*What this exercise asks*
1. In the forum thread about the Watchmakers Boxes blank, what did Ted Sachs run out of before he could finish?
2. Copy out the passage of the forum thread about the Watchmakers Boxes blank from "Tell her to" up to and including "out of focus.".

*Supplied text*

---*---

# Thread wrapped blank called Watchmakers Boxes



## Ted Sachs (Oct 30, 2015)

Instead of putting the boxes from the 3D picture John posted with them on the blank with it laying down on its side, I turned it so that they look like boxes when the pen is in the vertical like a pen is supposed to be. I ran out of my dark green thread so I'll have to finish it in the morning after going to get more thread.  Here's what it looks like so far at least.


----------



## Skie_M (Oct 30, 2015)

Lookin very nice!


----------



## Ted Sachs (Oct 30, 2015)

Thank you Skie. Do you see the boxes in 3d?  My wife can't see them at all but I do.


----------



## Skie_M (Oct 30, 2015)

Tell her to squint a little while she looks at it ... sometimes people can't make out a 3D image in a 2D surface without it being a little blurry or out of focus.


----------



## Ted Sachs (Oct 30, 2015)

Will do. I see it fine as can be.  I just had to accept John's challenge from the other day. Just had to wait until I finished the red dragon skin.


----------



## Charlie_W (Oct 30, 2015)

Great work there Ted! 
And yes, I see the boxes. Your color shading really gives them depth!

My Wifey is a quilter and did a tumbling blocks quilt. The design You perceive changes depending on your focus area. Inverting the quilt gives a totally different affect.


----------



## jttheclockman (Oct 30, 2015)

Ted, looks good and yes I see them very clearly. This will look even better when it has the epoxy on it. I had no doubt that you could do it I always liked the color green. Well done. Can't wait to see what you come up with next.


----------



## magpens (Oct 30, 2015)

Beautiful work, Ted !!! . The boxes are perfectly clear and I love the colors.


----------



## Ted Sachs (Oct 30, 2015)

---*---

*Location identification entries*
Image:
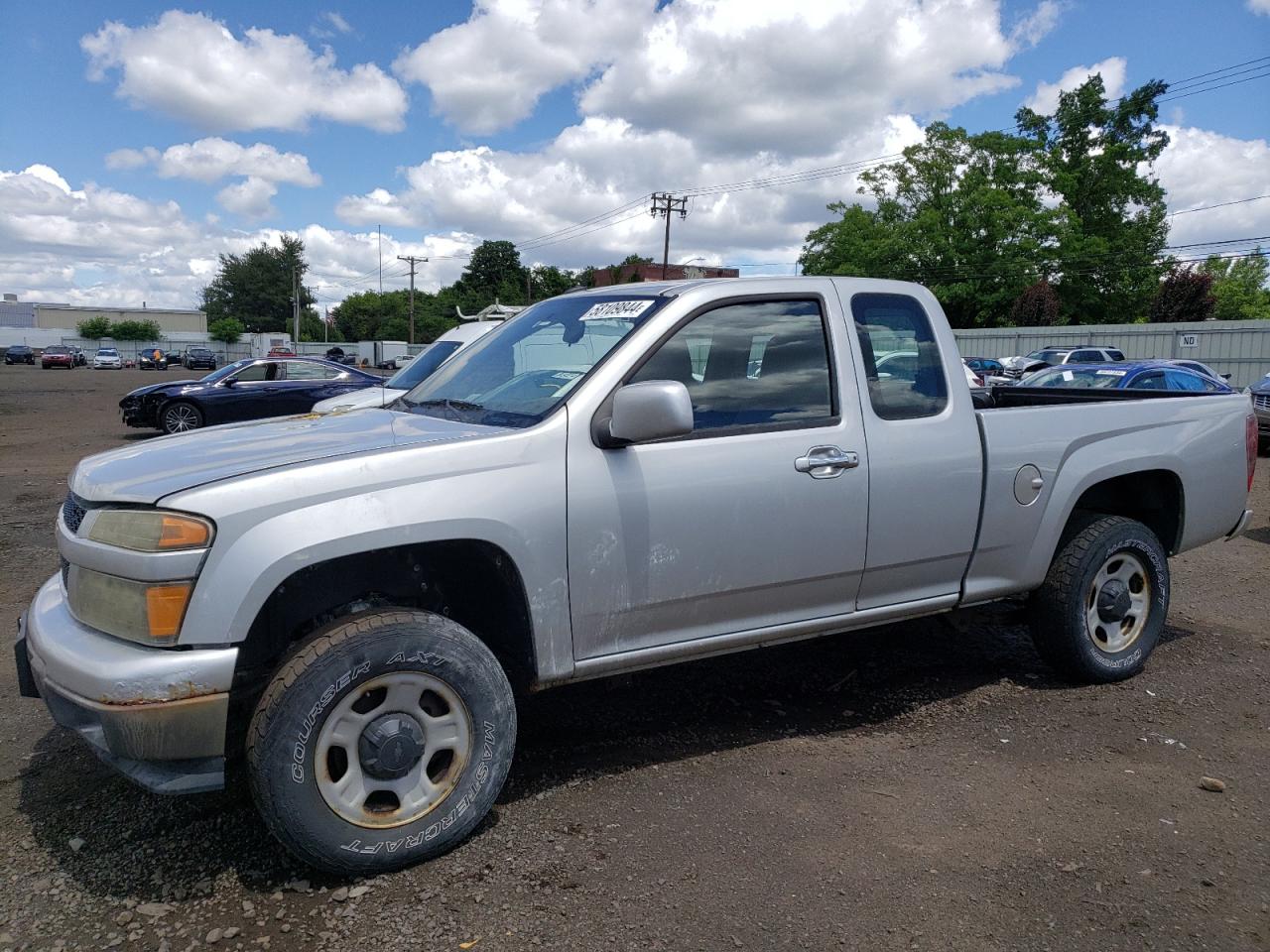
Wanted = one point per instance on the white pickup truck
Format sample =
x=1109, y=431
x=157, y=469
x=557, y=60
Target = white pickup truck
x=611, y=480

---*---

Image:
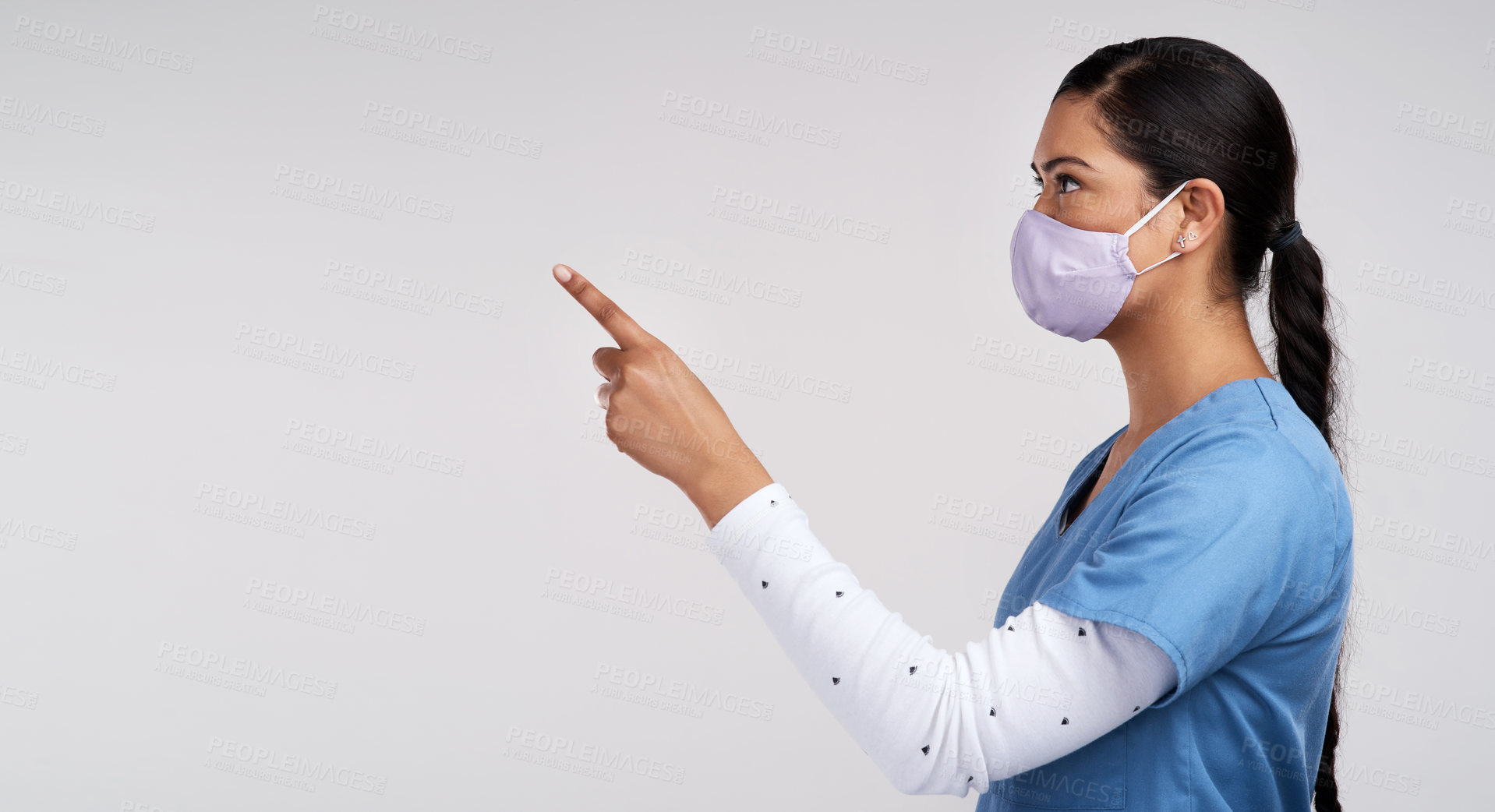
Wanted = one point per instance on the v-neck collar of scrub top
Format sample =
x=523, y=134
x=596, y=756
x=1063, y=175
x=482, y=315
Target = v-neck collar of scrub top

---*---

*Answers for the tasks*
1. His dark green thread.

2.
Tell her to squint a little while she looks at it ... sometimes people can't make out a 3D image in a 2D surface without it being a little blurry or out of focus.